- **Exercise**
Retype word for word the part of the passage on Sun Pharma's Ranbaxy merger starting with "The fact that" and going on through "a big challenge.".

[[ Provided text, beginning ]]

The fact that these glitches continued even after a new management was in control was a big surprise for investors. It is now up to the new owners to ensure that the plants become and remain compliant with US FDA norms.
SUN PHARMA: Sun Pharma’s chairman Dilip Shanghvi has acquired a reputation for acquiring companies in trouble at a good price, and then turning around their operations. Sun Pharma has a proven track record of creating significant long-term shareholder value and successfully integrating acquisitions into its growing portfolio of assets.But Ranbaxy will certainly be a big challenge.
The merger will see Sun Pharma’s revenue jump by a healthy 40% but its operating profit will rise by a meagre 7.5%, based on pro forma 2013 financials. Its operating profit margin will decline from 44.1% to 29.2%. Thus, the merger will have a negative effect on its performance in the near term. Pro forma financial statements are designed to reflect a proposed change, such as an acquisition, or to emphasize some figures when a company issues an earnings announcement to the public.
In terms of size, Sun Pharma will now have a pro forma 2013 revenue of Rs.25,911 crore and an operating profit of Rs.7,577 crore, with a net profit of Rs.1,710 crore. Ranbaxy’s profits have been hit by provisions related to inventory write-offs and foreign exchange-related provisions.
So, what does Sun Pharma hope to gain from this acquisition? Sun Pharma has said it expects to get $250 million, or Rs.1,550 crore, in merger-related synergies by the third year after the acquisition is completed. That is fairly significant and these savings should be from sales growth, procurement and supply chain efficiencies. But this merger is not really about scale and its benefits.

[[ Provided text, end ]]
[[ Dataset, beginning ]]

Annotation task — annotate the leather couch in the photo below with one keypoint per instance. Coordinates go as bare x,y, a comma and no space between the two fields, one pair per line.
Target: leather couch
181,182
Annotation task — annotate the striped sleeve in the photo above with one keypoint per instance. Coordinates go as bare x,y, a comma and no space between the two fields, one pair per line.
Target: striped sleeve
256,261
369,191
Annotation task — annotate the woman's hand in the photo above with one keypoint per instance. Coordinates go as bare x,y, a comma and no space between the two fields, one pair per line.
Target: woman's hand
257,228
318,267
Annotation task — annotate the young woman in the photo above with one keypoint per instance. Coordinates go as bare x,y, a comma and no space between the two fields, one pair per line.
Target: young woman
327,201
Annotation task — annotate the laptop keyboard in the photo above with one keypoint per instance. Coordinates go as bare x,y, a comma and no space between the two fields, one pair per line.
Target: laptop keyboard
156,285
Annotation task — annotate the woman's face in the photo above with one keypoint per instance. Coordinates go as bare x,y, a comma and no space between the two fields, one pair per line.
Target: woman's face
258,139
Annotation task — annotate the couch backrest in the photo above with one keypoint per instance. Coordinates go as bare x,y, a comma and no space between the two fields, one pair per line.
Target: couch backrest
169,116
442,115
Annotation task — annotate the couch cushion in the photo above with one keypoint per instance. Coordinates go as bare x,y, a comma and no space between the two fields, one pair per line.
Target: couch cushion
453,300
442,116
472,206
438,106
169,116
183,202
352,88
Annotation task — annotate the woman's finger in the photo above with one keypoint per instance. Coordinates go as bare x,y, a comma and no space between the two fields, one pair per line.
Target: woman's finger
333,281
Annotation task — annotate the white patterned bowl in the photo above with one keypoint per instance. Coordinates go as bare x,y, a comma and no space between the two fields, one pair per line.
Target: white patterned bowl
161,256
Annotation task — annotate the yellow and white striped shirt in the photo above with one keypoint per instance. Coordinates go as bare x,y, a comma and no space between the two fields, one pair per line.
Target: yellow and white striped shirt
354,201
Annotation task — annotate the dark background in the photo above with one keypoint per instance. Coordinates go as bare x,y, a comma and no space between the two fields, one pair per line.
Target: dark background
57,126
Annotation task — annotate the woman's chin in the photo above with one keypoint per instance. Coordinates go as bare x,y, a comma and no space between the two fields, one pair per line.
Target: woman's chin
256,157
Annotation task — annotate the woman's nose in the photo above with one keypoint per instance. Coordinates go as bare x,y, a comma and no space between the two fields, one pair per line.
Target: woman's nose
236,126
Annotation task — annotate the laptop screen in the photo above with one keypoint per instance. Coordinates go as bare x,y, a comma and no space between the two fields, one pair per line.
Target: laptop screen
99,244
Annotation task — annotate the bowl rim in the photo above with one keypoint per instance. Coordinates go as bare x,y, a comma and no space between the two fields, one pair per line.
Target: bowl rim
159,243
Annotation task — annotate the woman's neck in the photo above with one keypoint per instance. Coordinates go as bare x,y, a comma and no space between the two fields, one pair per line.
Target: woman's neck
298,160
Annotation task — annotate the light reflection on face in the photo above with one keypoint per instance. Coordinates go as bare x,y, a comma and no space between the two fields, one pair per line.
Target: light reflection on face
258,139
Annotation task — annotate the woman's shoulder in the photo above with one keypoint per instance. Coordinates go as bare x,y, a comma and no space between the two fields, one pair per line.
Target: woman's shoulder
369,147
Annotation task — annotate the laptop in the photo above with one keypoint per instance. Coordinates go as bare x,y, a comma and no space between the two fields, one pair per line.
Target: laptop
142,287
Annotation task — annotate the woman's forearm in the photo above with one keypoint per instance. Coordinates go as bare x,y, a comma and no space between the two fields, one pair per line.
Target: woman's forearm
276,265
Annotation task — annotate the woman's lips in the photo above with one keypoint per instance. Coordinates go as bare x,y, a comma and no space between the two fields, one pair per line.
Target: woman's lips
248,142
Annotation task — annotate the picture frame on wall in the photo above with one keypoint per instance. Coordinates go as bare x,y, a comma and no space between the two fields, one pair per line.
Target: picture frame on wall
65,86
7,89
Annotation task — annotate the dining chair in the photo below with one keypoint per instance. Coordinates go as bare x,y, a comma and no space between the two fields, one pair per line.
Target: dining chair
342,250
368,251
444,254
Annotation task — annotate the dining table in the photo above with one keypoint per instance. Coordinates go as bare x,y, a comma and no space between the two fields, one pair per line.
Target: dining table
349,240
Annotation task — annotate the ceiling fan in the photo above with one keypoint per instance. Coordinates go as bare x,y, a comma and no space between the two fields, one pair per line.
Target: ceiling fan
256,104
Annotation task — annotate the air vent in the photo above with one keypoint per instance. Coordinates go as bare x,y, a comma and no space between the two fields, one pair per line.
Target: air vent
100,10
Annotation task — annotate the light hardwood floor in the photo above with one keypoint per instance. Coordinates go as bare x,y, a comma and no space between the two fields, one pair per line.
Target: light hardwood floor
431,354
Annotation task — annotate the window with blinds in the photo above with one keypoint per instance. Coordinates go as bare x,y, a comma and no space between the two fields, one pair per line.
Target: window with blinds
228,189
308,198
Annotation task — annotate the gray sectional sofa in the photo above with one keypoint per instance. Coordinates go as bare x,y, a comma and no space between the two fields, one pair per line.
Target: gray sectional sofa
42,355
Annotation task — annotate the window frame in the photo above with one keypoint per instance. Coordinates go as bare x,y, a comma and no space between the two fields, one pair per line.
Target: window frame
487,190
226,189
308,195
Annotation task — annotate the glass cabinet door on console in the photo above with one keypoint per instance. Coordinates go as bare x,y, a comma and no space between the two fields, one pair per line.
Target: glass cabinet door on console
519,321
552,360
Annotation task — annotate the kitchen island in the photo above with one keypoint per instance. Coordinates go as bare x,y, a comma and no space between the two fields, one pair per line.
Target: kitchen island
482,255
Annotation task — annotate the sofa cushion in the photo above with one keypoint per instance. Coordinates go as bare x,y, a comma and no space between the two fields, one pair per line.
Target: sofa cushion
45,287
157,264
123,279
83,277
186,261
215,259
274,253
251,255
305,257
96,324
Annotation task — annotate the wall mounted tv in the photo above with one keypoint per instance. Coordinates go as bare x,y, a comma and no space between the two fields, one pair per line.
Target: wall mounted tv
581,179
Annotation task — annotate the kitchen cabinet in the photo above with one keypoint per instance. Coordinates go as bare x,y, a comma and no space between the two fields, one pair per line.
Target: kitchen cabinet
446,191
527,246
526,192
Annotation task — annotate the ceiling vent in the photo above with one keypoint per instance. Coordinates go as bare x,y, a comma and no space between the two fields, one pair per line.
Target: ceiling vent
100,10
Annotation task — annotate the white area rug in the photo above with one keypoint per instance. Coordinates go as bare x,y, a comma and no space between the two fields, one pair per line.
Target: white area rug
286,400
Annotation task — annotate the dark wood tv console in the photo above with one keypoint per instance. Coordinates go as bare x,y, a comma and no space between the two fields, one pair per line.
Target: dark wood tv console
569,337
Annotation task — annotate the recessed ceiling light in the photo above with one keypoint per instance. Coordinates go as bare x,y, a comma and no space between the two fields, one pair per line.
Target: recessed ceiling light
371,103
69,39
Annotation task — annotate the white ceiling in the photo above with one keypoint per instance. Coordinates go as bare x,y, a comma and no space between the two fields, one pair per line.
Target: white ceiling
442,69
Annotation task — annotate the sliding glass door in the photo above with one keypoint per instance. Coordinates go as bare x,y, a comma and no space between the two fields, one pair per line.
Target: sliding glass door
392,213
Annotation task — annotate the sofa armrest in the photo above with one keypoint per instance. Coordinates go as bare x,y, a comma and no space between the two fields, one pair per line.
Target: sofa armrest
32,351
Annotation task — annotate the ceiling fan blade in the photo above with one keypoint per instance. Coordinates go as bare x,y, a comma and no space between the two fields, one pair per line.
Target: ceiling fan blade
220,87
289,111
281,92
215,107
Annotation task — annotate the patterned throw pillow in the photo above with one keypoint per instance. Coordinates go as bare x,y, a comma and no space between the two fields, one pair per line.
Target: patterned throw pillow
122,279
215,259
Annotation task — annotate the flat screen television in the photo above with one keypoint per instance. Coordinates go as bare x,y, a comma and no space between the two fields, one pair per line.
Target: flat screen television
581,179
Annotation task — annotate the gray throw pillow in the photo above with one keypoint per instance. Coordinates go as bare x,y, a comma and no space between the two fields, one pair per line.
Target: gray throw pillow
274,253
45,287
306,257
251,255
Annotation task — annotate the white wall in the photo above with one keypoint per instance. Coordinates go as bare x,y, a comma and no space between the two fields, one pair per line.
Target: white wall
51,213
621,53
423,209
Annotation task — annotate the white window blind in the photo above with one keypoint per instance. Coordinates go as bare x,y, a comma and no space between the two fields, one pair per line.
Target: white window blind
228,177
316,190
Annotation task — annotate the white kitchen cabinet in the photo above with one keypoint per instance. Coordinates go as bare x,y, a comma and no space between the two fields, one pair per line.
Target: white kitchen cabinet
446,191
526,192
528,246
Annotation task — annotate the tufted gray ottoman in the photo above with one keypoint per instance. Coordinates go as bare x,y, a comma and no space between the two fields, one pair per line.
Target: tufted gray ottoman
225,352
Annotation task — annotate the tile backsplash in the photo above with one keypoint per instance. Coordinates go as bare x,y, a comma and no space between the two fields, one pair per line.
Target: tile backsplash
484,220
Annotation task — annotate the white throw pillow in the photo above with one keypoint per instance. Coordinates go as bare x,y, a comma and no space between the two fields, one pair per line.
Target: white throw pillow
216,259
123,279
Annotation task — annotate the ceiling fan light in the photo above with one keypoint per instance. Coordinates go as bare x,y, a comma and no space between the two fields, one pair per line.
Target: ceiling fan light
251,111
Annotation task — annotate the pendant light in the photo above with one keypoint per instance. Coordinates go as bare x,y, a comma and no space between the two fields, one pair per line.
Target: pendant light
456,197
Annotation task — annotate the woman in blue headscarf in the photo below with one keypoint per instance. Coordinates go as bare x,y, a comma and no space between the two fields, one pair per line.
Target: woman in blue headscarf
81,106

[[ Dataset, end ]]

- **Answer section**
The fact that these glitches continued even after a new management was in control was a big surprise for investors. It is now up to the new owners to ensure that the plants become and remain compliant with US FDA norms.
SUN PHARMA: Sun Pharma’s chairman Dilip Shanghvi has acquired a reputation for acquiring companies in trouble at a good price, and then turning around their operations. Sun Pharma has a proven track record of creating significant long-term shareholder value and successfully integrating acquisitions into its growing portfolio of assets.But Ranbaxy will certainly be a big challenge.